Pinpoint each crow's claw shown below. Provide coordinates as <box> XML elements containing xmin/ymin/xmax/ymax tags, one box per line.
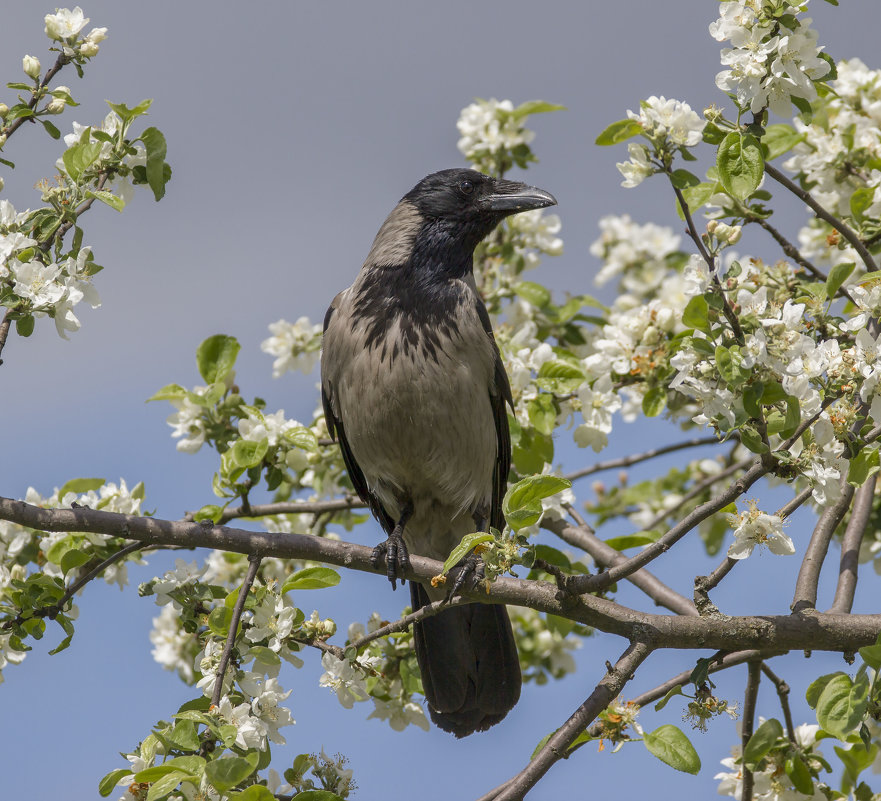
<box><xmin>446</xmin><ymin>552</ymin><xmax>485</xmax><ymax>599</ymax></box>
<box><xmin>372</xmin><ymin>529</ymin><xmax>411</xmax><ymax>590</ymax></box>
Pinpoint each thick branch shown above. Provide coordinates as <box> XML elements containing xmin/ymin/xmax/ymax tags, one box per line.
<box><xmin>741</xmin><ymin>660</ymin><xmax>762</xmax><ymax>801</ymax></box>
<box><xmin>829</xmin><ymin>475</ymin><xmax>877</xmax><ymax>614</ymax></box>
<box><xmin>486</xmin><ymin>640</ymin><xmax>653</xmax><ymax>801</ymax></box>
<box><xmin>764</xmin><ymin>162</ymin><xmax>879</xmax><ymax>273</ymax></box>
<box><xmin>563</xmin><ymin>436</ymin><xmax>719</xmax><ymax>482</ymax></box>
<box><xmin>791</xmin><ymin>480</ymin><xmax>855</xmax><ymax>613</ymax></box>
<box><xmin>2</xmin><ymin>497</ymin><xmax>880</xmax><ymax>651</ymax></box>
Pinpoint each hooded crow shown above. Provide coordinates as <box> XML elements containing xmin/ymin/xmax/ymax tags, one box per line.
<box><xmin>320</xmin><ymin>168</ymin><xmax>557</xmax><ymax>737</ymax></box>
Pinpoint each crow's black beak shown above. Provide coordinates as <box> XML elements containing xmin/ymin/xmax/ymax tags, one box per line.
<box><xmin>482</xmin><ymin>179</ymin><xmax>557</xmax><ymax>213</ymax></box>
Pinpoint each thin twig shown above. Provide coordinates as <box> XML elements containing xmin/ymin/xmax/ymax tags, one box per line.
<box><xmin>745</xmin><ymin>216</ymin><xmax>857</xmax><ymax>305</ymax></box>
<box><xmin>741</xmin><ymin>660</ymin><xmax>762</xmax><ymax>801</ymax></box>
<box><xmin>567</xmin><ymin>460</ymin><xmax>767</xmax><ymax>595</ymax></box>
<box><xmin>759</xmin><ymin>662</ymin><xmax>796</xmax><ymax>744</ymax></box>
<box><xmin>776</xmin><ymin>487</ymin><xmax>814</xmax><ymax>520</ymax></box>
<box><xmin>546</xmin><ymin>514</ymin><xmax>698</xmax><ymax>616</ymax></box>
<box><xmin>0</xmin><ymin>310</ymin><xmax>13</xmax><ymax>366</ymax></box>
<box><xmin>186</xmin><ymin>496</ymin><xmax>368</xmax><ymax>524</ymax></box>
<box><xmin>348</xmin><ymin>597</ymin><xmax>473</xmax><ymax>652</ymax></box>
<box><xmin>694</xmin><ymin>556</ymin><xmax>738</xmax><ymax>604</ymax></box>
<box><xmin>211</xmin><ymin>554</ymin><xmax>261</xmax><ymax>708</ymax></box>
<box><xmin>764</xmin><ymin>162</ymin><xmax>879</xmax><ymax>273</ymax></box>
<box><xmin>1</xmin><ymin>53</ymin><xmax>71</xmax><ymax>140</ymax></box>
<box><xmin>484</xmin><ymin>640</ymin><xmax>654</xmax><ymax>801</ymax></box>
<box><xmin>829</xmin><ymin>474</ymin><xmax>877</xmax><ymax>614</ymax></box>
<box><xmin>563</xmin><ymin>436</ymin><xmax>720</xmax><ymax>482</ymax></box>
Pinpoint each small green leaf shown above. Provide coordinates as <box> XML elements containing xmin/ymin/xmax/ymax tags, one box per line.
<box><xmin>682</xmin><ymin>295</ymin><xmax>710</xmax><ymax>333</ymax></box>
<box><xmin>40</xmin><ymin>119</ymin><xmax>61</xmax><ymax>139</ymax></box>
<box><xmin>826</xmin><ymin>261</ymin><xmax>855</xmax><ymax>300</ymax></box>
<box><xmin>605</xmin><ymin>532</ymin><xmax>660</xmax><ymax>551</ymax></box>
<box><xmin>595</xmin><ymin>118</ymin><xmax>643</xmax><ymax>146</ymax></box>
<box><xmin>106</xmin><ymin>98</ymin><xmax>153</xmax><ymax>123</ymax></box>
<box><xmin>197</xmin><ymin>334</ymin><xmax>240</xmax><ymax>383</ymax></box>
<box><xmin>717</xmin><ymin>131</ymin><xmax>764</xmax><ymax>201</ymax></box>
<box><xmin>147</xmin><ymin>383</ymin><xmax>189</xmax><ymax>402</ymax></box>
<box><xmin>641</xmin><ymin>386</ymin><xmax>666</xmax><ymax>418</ymax></box>
<box><xmin>743</xmin><ymin>718</ymin><xmax>783</xmax><ymax>768</ymax></box>
<box><xmin>282</xmin><ymin>566</ymin><xmax>341</xmax><ymax>592</ymax></box>
<box><xmin>441</xmin><ymin>531</ymin><xmax>494</xmax><ymax>574</ymax></box>
<box><xmin>194</xmin><ymin>504</ymin><xmax>224</xmax><ymax>524</ymax></box>
<box><xmin>60</xmin><ymin>548</ymin><xmax>91</xmax><ymax>575</ymax></box>
<box><xmin>146</xmin><ymin>770</ymin><xmax>189</xmax><ymax>801</ymax></box>
<box><xmin>207</xmin><ymin>605</ymin><xmax>233</xmax><ymax>637</ymax></box>
<box><xmin>670</xmin><ymin>169</ymin><xmax>700</xmax><ymax>189</ymax></box>
<box><xmin>785</xmin><ymin>754</ymin><xmax>814</xmax><ymax>795</ymax></box>
<box><xmin>515</xmin><ymin>281</ymin><xmax>551</xmax><ymax>308</ymax></box>
<box><xmin>653</xmin><ymin>684</ymin><xmax>685</xmax><ymax>711</ymax></box>
<box><xmin>643</xmin><ymin>725</ymin><xmax>701</xmax><ymax>774</ymax></box>
<box><xmin>848</xmin><ymin>448</ymin><xmax>880</xmax><ymax>487</ymax></box>
<box><xmin>816</xmin><ymin>672</ymin><xmax>867</xmax><ymax>739</ymax></box>
<box><xmin>761</xmin><ymin>123</ymin><xmax>804</xmax><ymax>160</ymax></box>
<box><xmin>89</xmin><ymin>189</ymin><xmax>125</xmax><ymax>212</ymax></box>
<box><xmin>62</xmin><ymin>137</ymin><xmax>102</xmax><ymax>181</ymax></box>
<box><xmin>230</xmin><ymin>438</ymin><xmax>268</xmax><ymax>470</ymax></box>
<box><xmin>59</xmin><ymin>477</ymin><xmax>105</xmax><ymax>497</ymax></box>
<box><xmin>715</xmin><ymin>345</ymin><xmax>749</xmax><ymax>386</ymax></box>
<box><xmin>806</xmin><ymin>672</ymin><xmax>843</xmax><ymax>709</ymax></box>
<box><xmin>204</xmin><ymin>756</ymin><xmax>257</xmax><ymax>792</ymax></box>
<box><xmin>503</xmin><ymin>475</ymin><xmax>572</xmax><ymax>532</ymax></box>
<box><xmin>98</xmin><ymin>769</ymin><xmax>132</xmax><ymax>797</ymax></box>
<box><xmin>229</xmin><ymin>787</ymin><xmax>278</xmax><ymax>801</ymax></box>
<box><xmin>15</xmin><ymin>315</ymin><xmax>35</xmax><ymax>337</ymax></box>
<box><xmin>140</xmin><ymin>126</ymin><xmax>170</xmax><ymax>201</ymax></box>
<box><xmin>858</xmin><ymin>638</ymin><xmax>881</xmax><ymax>670</ymax></box>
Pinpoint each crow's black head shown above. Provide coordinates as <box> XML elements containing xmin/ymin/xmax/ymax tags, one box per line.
<box><xmin>403</xmin><ymin>168</ymin><xmax>557</xmax><ymax>249</ymax></box>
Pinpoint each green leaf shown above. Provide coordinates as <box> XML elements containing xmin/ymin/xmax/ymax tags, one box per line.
<box><xmin>595</xmin><ymin>118</ymin><xmax>643</xmax><ymax>146</ymax></box>
<box><xmin>679</xmin><ymin>182</ymin><xmax>718</xmax><ymax>217</ymax></box>
<box><xmin>785</xmin><ymin>753</ymin><xmax>814</xmax><ymax>795</ymax></box>
<box><xmin>15</xmin><ymin>315</ymin><xmax>35</xmax><ymax>337</ymax></box>
<box><xmin>140</xmin><ymin>126</ymin><xmax>170</xmax><ymax>201</ymax></box>
<box><xmin>806</xmin><ymin>672</ymin><xmax>844</xmax><ymax>709</ymax></box>
<box><xmin>503</xmin><ymin>475</ymin><xmax>572</xmax><ymax>532</ymax></box>
<box><xmin>146</xmin><ymin>770</ymin><xmax>189</xmax><ymax>801</ymax></box>
<box><xmin>850</xmin><ymin>187</ymin><xmax>875</xmax><ymax>222</ymax></box>
<box><xmin>527</xmin><ymin>394</ymin><xmax>557</xmax><ymax>436</ymax></box>
<box><xmin>717</xmin><ymin>132</ymin><xmax>764</xmax><ymax>201</ymax></box>
<box><xmin>641</xmin><ymin>386</ymin><xmax>666</xmax><ymax>418</ymax></box>
<box><xmin>643</xmin><ymin>725</ymin><xmax>701</xmax><ymax>774</ymax></box>
<box><xmin>715</xmin><ymin>345</ymin><xmax>748</xmax><ymax>387</ymax></box>
<box><xmin>146</xmin><ymin>383</ymin><xmax>189</xmax><ymax>402</ymax></box>
<box><xmin>848</xmin><ymin>447</ymin><xmax>881</xmax><ymax>487</ymax></box>
<box><xmin>59</xmin><ymin>477</ymin><xmax>105</xmax><ymax>497</ymax></box>
<box><xmin>62</xmin><ymin>137</ymin><xmax>102</xmax><ymax>182</ymax></box>
<box><xmin>653</xmin><ymin>684</ymin><xmax>685</xmax><ymax>711</ymax></box>
<box><xmin>441</xmin><ymin>531</ymin><xmax>494</xmax><ymax>574</ymax></box>
<box><xmin>858</xmin><ymin>635</ymin><xmax>881</xmax><ymax>670</ymax></box>
<box><xmin>682</xmin><ymin>295</ymin><xmax>710</xmax><ymax>333</ymax></box>
<box><xmin>207</xmin><ymin>605</ymin><xmax>233</xmax><ymax>637</ymax></box>
<box><xmin>511</xmin><ymin>100</ymin><xmax>566</xmax><ymax>119</ymax></box>
<box><xmin>826</xmin><ymin>261</ymin><xmax>855</xmax><ymax>300</ymax></box>
<box><xmin>743</xmin><ymin>718</ymin><xmax>783</xmax><ymax>768</ymax></box>
<box><xmin>761</xmin><ymin>123</ymin><xmax>804</xmax><ymax>160</ymax></box>
<box><xmin>283</xmin><ymin>425</ymin><xmax>320</xmax><ymax>452</ymax></box>
<box><xmin>293</xmin><ymin>792</ymin><xmax>345</xmax><ymax>801</ymax></box>
<box><xmin>670</xmin><ymin>169</ymin><xmax>700</xmax><ymax>189</ymax></box>
<box><xmin>204</xmin><ymin>756</ymin><xmax>256</xmax><ymax>792</ymax></box>
<box><xmin>230</xmin><ymin>438</ymin><xmax>268</xmax><ymax>470</ymax></box>
<box><xmin>60</xmin><ymin>548</ymin><xmax>91</xmax><ymax>575</ymax></box>
<box><xmin>194</xmin><ymin>504</ymin><xmax>224</xmax><ymax>524</ymax></box>
<box><xmin>197</xmin><ymin>334</ymin><xmax>240</xmax><ymax>383</ymax></box>
<box><xmin>835</xmin><ymin>743</ymin><xmax>879</xmax><ymax>787</ymax></box>
<box><xmin>535</xmin><ymin>359</ymin><xmax>586</xmax><ymax>393</ymax></box>
<box><xmin>515</xmin><ymin>281</ymin><xmax>551</xmax><ymax>308</ymax></box>
<box><xmin>40</xmin><ymin>119</ymin><xmax>61</xmax><ymax>139</ymax></box>
<box><xmin>229</xmin><ymin>787</ymin><xmax>278</xmax><ymax>801</ymax></box>
<box><xmin>605</xmin><ymin>532</ymin><xmax>660</xmax><ymax>551</ymax></box>
<box><xmin>98</xmin><ymin>769</ymin><xmax>132</xmax><ymax>797</ymax></box>
<box><xmin>89</xmin><ymin>189</ymin><xmax>125</xmax><ymax>212</ymax></box>
<box><xmin>106</xmin><ymin>98</ymin><xmax>152</xmax><ymax>124</ymax></box>
<box><xmin>282</xmin><ymin>566</ymin><xmax>341</xmax><ymax>592</ymax></box>
<box><xmin>816</xmin><ymin>672</ymin><xmax>867</xmax><ymax>739</ymax></box>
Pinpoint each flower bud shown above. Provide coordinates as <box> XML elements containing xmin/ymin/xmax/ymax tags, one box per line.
<box><xmin>323</xmin><ymin>619</ymin><xmax>337</xmax><ymax>637</ymax></box>
<box><xmin>706</xmin><ymin>220</ymin><xmax>718</xmax><ymax>235</ymax></box>
<box><xmin>54</xmin><ymin>85</ymin><xmax>72</xmax><ymax>97</ymax></box>
<box><xmin>0</xmin><ymin>134</ymin><xmax>7</xmax><ymax>148</ymax></box>
<box><xmin>23</xmin><ymin>54</ymin><xmax>41</xmax><ymax>79</ymax></box>
<box><xmin>85</xmin><ymin>27</ymin><xmax>108</xmax><ymax>43</ymax></box>
<box><xmin>0</xmin><ymin>103</ymin><xmax>7</xmax><ymax>118</ymax></box>
<box><xmin>46</xmin><ymin>97</ymin><xmax>66</xmax><ymax>115</ymax></box>
<box><xmin>0</xmin><ymin>176</ymin><xmax>4</xmax><ymax>192</ymax></box>
<box><xmin>79</xmin><ymin>41</ymin><xmax>99</xmax><ymax>58</ymax></box>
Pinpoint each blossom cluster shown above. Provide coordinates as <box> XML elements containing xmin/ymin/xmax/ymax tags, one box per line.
<box><xmin>457</xmin><ymin>97</ymin><xmax>537</xmax><ymax>176</ymax></box>
<box><xmin>710</xmin><ymin>0</ymin><xmax>830</xmax><ymax>116</ymax></box>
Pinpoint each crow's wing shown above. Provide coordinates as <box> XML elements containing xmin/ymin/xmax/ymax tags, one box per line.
<box><xmin>321</xmin><ymin>297</ymin><xmax>396</xmax><ymax>534</ymax></box>
<box><xmin>474</xmin><ymin>300</ymin><xmax>513</xmax><ymax>532</ymax></box>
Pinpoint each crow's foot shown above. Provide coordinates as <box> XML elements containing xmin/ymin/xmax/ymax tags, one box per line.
<box><xmin>372</xmin><ymin>529</ymin><xmax>411</xmax><ymax>590</ymax></box>
<box><xmin>446</xmin><ymin>551</ymin><xmax>486</xmax><ymax>599</ymax></box>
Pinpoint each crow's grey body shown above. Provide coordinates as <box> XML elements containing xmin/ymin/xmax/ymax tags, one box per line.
<box><xmin>320</xmin><ymin>169</ymin><xmax>556</xmax><ymax>736</ymax></box>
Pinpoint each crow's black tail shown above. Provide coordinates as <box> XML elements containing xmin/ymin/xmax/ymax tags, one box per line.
<box><xmin>410</xmin><ymin>582</ymin><xmax>521</xmax><ymax>737</ymax></box>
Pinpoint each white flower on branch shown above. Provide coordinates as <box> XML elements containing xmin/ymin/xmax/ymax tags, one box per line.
<box><xmin>727</xmin><ymin>502</ymin><xmax>794</xmax><ymax>560</ymax></box>
<box><xmin>261</xmin><ymin>316</ymin><xmax>322</xmax><ymax>378</ymax></box>
<box><xmin>44</xmin><ymin>6</ymin><xmax>89</xmax><ymax>41</ymax></box>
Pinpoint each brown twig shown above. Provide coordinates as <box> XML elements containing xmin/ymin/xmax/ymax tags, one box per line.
<box><xmin>347</xmin><ymin>596</ymin><xmax>473</xmax><ymax>652</ymax></box>
<box><xmin>186</xmin><ymin>496</ymin><xmax>368</xmax><ymax>524</ymax></box>
<box><xmin>563</xmin><ymin>436</ymin><xmax>720</xmax><ymax>482</ymax></box>
<box><xmin>759</xmin><ymin>662</ymin><xmax>796</xmax><ymax>744</ymax></box>
<box><xmin>741</xmin><ymin>660</ymin><xmax>762</xmax><ymax>801</ymax></box>
<box><xmin>483</xmin><ymin>640</ymin><xmax>653</xmax><ymax>801</ymax></box>
<box><xmin>1</xmin><ymin>53</ymin><xmax>71</xmax><ymax>141</ymax></box>
<box><xmin>764</xmin><ymin>162</ymin><xmax>879</xmax><ymax>273</ymax></box>
<box><xmin>0</xmin><ymin>310</ymin><xmax>12</xmax><ymax>366</ymax></box>
<box><xmin>829</xmin><ymin>475</ymin><xmax>877</xmax><ymax>614</ymax></box>
<box><xmin>211</xmin><ymin>554</ymin><xmax>261</xmax><ymax>708</ymax></box>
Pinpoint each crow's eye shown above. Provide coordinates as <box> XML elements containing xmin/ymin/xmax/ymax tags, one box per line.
<box><xmin>459</xmin><ymin>179</ymin><xmax>474</xmax><ymax>195</ymax></box>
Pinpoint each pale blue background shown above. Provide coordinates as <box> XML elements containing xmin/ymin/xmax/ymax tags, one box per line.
<box><xmin>1</xmin><ymin>2</ymin><xmax>878</xmax><ymax>799</ymax></box>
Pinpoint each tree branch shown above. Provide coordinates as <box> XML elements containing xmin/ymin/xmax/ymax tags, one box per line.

PROBLEM DETAILS
Only the lines from the one containing "Pinpoint each pale" through the end of the material belong in the answer, each restated word for word.

EXERCISE RESULT
Pinpoint each pale blue background shown above. Provide coordinates as <box> XML elements containing xmin/ymin/xmax/ymax tags, one box per line.
<box><xmin>1</xmin><ymin>2</ymin><xmax>878</xmax><ymax>799</ymax></box>
Pinpoint each tree branch shown above. Provide coordinates as <box> XML elements containing xmin/ymin/xmax/ymax tags, one box per line.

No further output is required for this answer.